(Extracted data entries)
◆ ◆ ◆ ◆ ◆

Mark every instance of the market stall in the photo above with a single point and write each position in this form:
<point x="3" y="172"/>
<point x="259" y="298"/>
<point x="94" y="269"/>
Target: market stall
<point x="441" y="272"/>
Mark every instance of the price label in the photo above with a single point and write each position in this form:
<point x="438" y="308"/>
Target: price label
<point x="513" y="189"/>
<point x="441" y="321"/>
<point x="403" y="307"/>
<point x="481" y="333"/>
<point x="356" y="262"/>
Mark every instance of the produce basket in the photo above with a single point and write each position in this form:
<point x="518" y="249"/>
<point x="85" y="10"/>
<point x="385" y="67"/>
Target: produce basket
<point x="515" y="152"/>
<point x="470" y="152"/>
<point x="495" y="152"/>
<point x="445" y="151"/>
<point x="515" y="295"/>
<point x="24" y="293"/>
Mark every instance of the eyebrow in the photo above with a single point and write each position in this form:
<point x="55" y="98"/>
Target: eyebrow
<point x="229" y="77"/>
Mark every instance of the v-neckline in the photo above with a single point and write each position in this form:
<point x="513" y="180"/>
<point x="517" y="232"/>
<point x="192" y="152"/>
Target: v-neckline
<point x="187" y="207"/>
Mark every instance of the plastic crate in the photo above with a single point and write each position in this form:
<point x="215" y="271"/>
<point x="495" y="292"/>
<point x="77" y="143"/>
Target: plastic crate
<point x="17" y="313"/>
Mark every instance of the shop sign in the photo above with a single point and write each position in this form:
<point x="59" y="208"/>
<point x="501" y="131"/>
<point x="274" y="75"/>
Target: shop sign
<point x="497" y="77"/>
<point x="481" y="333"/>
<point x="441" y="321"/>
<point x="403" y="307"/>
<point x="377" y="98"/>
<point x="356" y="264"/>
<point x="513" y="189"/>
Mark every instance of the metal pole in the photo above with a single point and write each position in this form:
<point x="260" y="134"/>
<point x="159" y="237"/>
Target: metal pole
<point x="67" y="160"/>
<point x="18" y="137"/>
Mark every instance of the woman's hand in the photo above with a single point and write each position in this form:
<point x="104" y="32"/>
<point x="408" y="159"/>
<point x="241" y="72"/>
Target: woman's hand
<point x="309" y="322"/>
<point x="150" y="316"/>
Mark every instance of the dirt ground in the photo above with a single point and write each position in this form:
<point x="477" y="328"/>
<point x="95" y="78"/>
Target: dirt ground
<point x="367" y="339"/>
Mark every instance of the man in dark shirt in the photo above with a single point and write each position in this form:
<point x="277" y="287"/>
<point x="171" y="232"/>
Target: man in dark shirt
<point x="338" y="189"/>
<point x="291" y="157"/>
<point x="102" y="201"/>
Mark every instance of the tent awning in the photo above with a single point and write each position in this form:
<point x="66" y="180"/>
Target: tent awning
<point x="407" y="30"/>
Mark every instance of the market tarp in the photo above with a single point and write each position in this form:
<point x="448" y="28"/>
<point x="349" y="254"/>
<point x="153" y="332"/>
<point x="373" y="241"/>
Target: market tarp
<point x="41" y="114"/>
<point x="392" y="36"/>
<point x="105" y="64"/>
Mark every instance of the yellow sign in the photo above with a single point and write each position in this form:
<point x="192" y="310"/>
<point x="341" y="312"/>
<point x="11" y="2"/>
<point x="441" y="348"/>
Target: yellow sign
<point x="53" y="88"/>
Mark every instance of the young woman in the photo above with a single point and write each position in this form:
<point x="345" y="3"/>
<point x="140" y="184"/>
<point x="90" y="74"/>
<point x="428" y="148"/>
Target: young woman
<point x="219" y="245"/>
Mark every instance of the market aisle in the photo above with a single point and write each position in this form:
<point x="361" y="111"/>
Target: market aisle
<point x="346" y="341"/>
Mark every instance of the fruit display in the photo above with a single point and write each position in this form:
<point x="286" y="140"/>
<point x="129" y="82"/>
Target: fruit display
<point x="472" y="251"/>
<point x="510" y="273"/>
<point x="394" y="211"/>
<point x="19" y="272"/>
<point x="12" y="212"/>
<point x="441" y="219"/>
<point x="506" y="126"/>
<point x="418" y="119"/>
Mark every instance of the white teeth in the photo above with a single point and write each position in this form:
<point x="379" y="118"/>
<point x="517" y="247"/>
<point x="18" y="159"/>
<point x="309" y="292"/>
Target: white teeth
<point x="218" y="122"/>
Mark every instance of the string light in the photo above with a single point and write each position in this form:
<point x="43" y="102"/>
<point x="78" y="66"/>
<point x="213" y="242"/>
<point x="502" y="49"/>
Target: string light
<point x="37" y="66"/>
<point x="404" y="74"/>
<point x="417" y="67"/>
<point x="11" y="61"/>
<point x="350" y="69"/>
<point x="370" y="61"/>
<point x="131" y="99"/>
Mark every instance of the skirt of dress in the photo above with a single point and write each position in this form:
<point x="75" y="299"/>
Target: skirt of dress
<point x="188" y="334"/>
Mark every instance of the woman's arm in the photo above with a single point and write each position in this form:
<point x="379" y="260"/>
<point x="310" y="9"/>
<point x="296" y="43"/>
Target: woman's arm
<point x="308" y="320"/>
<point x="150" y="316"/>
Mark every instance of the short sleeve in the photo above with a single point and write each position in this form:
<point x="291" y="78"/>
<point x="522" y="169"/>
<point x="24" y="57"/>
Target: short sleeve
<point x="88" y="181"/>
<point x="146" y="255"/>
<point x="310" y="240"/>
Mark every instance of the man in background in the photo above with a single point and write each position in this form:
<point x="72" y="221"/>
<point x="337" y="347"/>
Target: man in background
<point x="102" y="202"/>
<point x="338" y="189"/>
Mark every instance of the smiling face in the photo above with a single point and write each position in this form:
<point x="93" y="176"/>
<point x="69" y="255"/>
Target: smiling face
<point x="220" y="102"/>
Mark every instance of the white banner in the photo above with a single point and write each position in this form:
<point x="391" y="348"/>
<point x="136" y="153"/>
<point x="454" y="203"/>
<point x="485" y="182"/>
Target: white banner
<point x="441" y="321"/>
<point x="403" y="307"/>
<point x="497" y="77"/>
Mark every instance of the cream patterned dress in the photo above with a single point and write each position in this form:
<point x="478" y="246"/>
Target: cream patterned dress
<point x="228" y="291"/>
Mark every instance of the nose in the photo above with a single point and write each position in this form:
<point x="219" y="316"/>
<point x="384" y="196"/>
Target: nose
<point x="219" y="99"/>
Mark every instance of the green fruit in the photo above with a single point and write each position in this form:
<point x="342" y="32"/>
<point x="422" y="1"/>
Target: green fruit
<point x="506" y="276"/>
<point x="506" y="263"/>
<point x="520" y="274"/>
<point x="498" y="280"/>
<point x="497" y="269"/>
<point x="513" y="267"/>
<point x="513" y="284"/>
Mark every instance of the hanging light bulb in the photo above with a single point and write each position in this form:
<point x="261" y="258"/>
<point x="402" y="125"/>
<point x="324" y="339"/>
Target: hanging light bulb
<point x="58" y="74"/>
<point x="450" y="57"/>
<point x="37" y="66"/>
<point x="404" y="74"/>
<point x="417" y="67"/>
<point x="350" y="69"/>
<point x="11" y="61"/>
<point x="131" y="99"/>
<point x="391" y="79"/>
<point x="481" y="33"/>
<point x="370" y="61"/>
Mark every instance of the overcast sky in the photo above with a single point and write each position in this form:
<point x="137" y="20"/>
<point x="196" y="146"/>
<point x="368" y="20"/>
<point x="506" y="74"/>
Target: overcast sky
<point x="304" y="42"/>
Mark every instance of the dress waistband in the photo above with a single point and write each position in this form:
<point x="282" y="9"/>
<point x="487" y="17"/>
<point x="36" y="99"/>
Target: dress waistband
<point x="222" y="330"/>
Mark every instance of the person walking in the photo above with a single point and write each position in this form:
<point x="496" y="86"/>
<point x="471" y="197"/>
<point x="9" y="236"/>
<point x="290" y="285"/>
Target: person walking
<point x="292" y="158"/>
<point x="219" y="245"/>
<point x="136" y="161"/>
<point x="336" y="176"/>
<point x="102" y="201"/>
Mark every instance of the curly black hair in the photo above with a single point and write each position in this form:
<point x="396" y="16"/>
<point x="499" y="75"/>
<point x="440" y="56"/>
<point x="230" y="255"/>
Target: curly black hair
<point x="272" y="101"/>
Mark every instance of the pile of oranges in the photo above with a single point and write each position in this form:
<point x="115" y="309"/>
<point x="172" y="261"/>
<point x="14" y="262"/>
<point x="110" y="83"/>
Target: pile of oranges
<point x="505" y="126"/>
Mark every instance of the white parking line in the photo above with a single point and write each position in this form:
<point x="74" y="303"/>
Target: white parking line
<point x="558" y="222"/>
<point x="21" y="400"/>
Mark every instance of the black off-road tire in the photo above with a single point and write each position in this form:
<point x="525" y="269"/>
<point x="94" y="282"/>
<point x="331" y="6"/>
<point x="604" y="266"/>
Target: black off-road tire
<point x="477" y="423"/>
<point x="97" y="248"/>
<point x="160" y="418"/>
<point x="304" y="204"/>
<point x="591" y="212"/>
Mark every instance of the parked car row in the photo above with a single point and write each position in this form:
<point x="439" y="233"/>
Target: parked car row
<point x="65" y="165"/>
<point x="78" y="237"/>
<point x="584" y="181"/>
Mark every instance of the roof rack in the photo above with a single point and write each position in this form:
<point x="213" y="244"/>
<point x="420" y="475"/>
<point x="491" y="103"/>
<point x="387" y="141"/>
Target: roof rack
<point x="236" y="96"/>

◆ ◆ ◆ ◆ ◆

## Instruction
Your output consists solely of the lines from the one with "Mark every instance of the pile" through the last line, copied exactly.

## Written solution
Mark every instance of the pile of oranges in the photo above with a single point and write each position in this form:
<point x="115" y="309"/>
<point x="172" y="261"/>
<point x="14" y="262"/>
<point x="110" y="83"/>
Target: pile of oranges
<point x="505" y="126"/>
Mark every instance of the white parking line in the photo above with a single point and write each position in this form:
<point x="74" y="303"/>
Target: white parking line
<point x="558" y="222"/>
<point x="21" y="400"/>
Mark every instance of the black off-road tire in the photo above with a single point and write each position in this form:
<point x="525" y="269"/>
<point x="94" y="282"/>
<point x="331" y="6"/>
<point x="604" y="266"/>
Target: black off-road tire
<point x="477" y="423"/>
<point x="97" y="248"/>
<point x="160" y="418"/>
<point x="304" y="204"/>
<point x="591" y="212"/>
Mark every instance of the parked car row in the photo above with a single point and write each position in this form:
<point x="439" y="233"/>
Target: parked car row
<point x="65" y="165"/>
<point x="78" y="237"/>
<point x="584" y="181"/>
Mark every instance of the roof rack in the photo above with a single point and write each position in this form:
<point x="213" y="244"/>
<point x="420" y="475"/>
<point x="491" y="103"/>
<point x="387" y="141"/>
Target: roof rack
<point x="236" y="96"/>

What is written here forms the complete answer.